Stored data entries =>
* START *
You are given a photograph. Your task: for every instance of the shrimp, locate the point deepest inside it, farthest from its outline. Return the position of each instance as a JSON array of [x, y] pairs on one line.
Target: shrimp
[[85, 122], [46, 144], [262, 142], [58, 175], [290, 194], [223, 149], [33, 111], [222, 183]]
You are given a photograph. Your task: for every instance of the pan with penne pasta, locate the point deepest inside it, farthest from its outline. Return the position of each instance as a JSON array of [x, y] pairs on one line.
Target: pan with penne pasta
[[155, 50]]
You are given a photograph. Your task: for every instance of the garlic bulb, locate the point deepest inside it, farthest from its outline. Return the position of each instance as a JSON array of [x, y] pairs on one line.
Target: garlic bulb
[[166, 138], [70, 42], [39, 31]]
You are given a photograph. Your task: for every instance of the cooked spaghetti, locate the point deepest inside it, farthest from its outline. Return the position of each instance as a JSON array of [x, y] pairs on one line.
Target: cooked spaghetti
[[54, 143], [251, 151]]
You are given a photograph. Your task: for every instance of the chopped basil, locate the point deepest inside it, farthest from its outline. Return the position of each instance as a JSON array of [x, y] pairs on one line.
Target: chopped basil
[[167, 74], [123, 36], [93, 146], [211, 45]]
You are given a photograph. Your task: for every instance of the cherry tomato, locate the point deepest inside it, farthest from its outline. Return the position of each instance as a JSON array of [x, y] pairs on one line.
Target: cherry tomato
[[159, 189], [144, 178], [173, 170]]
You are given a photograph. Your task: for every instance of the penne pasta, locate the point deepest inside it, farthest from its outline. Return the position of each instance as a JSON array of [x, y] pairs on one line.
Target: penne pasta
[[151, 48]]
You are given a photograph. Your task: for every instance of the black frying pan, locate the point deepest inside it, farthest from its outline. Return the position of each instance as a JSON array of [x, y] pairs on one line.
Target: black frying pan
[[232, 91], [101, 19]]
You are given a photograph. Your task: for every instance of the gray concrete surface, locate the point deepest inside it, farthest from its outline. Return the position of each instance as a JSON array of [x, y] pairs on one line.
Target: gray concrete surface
* END *
TASK DETAILS => Extract every line of the items above and reproduce each one verbatim, changing nothing.

THE OUTPUT =>
You are given a photograph. Your task: for every instance of the shrimp, locate the point deepest inside it, farthest from its outline. Return the position of each instance as a JSON array of [x, y] pairs on one line.
Target: shrimp
[[85, 122], [46, 144], [262, 142], [58, 175], [290, 194], [223, 149], [33, 111], [222, 183]]
You are given a photograph. Your task: for every instance of the pan with penne pasta, locate the point deepest inside it, farthest from its outline. Return the position of each instance as a JSON array of [x, y] pairs on one line.
Target: pan with penne pasta
[[155, 50]]
You are given a photograph. Your task: for every instance of the garlic bulb, locate the point deepest inside it, farthest from its outline. Return the position of each instance as a JSON array of [x, y] pairs on one line.
Target: garlic bulb
[[166, 138], [70, 42], [39, 31]]
You are given a photograph. Your task: for every instance of the cooked spaghetti, locate the point deepest inside it, farthest from its outline. Return the position of each instance as a JSON array of [x, y] pairs on one line.
Target: cooked spaghetti
[[54, 143], [251, 151]]
You are given a photograph. Your task: for every instance of the chopped basil, locate the point deepest inside it, farthest from its outline. Return the position of each instance as a JSON array of [x, y] pairs on one line.
Target: chopped basil
[[167, 74], [123, 36], [93, 146], [211, 45]]
You are given a photograph. Your task: for every instance of the cherry tomato, locate the point deepest inside it, farthest from its outline. Return the position of each instance as a JSON array of [x, y] pairs on one line.
Target: cherry tomato
[[159, 189], [144, 178], [173, 170]]
You are given a photograph. Your task: for every instance of the penne pasta, locate the point deepest inside it, farthest from its outline. Return the position of each instance as a JSON array of [x, y] pairs on one line.
Target: penne pasta
[[151, 48]]
You are given a photograph. Your task: for every instance of the black frying pan, locate the point deepest inside it, farthest from its outline. Return the position of each instance as a JSON array of [x, y] pairs on one line.
Target: black frying pan
[[232, 91], [101, 19]]
You are given a photograph. Your task: for every instance of the gray concrete surface, locate the point deepest inside it, farthest from its outline. Return the position of each instance as a JSON array of [x, y] pairs on one line.
Target: gray concrete surface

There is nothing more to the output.